▶ _YOUR GOAL_: Return, from the listing that follows, each line containing the word "phrase".
>>>
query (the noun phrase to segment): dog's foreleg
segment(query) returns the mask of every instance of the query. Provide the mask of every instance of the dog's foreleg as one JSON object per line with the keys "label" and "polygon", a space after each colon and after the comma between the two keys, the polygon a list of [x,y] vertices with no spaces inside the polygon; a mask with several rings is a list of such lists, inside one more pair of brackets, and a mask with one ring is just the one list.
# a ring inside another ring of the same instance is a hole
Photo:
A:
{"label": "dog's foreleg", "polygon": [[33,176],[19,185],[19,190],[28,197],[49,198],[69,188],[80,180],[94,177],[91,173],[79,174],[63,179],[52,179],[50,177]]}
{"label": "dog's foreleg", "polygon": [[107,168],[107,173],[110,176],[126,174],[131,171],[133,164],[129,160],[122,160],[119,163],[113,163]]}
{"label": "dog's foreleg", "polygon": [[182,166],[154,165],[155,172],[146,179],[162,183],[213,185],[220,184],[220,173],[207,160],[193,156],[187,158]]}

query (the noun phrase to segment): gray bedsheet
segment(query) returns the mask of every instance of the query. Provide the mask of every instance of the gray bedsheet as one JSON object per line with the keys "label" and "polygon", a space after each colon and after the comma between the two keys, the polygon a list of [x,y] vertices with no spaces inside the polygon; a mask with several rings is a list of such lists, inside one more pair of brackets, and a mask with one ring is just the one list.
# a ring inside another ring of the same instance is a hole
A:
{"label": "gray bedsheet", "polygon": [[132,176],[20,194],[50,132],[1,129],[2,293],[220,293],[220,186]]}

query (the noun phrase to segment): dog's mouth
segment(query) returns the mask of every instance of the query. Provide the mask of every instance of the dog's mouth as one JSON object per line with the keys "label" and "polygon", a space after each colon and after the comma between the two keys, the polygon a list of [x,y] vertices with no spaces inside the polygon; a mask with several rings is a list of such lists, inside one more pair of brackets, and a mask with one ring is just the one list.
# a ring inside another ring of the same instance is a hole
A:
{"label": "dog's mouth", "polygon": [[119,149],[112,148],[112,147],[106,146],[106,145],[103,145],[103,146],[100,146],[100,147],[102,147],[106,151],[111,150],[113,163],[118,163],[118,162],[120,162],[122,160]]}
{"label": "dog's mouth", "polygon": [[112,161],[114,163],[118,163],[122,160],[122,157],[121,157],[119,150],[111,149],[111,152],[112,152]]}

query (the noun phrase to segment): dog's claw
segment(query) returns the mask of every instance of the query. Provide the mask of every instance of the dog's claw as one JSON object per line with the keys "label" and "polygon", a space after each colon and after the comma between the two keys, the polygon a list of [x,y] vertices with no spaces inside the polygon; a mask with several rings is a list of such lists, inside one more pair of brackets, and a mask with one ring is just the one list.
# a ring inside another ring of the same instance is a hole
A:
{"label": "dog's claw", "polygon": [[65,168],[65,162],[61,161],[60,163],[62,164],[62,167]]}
<<<
▶ _THE COMPLETED TASK_:
query (the noun phrase to segment): dog's foreleg
query (the noun phrase to segment): gray bedsheet
query (the noun phrase to segment): dog's mouth
query (the noun phrase to segment): dog's claw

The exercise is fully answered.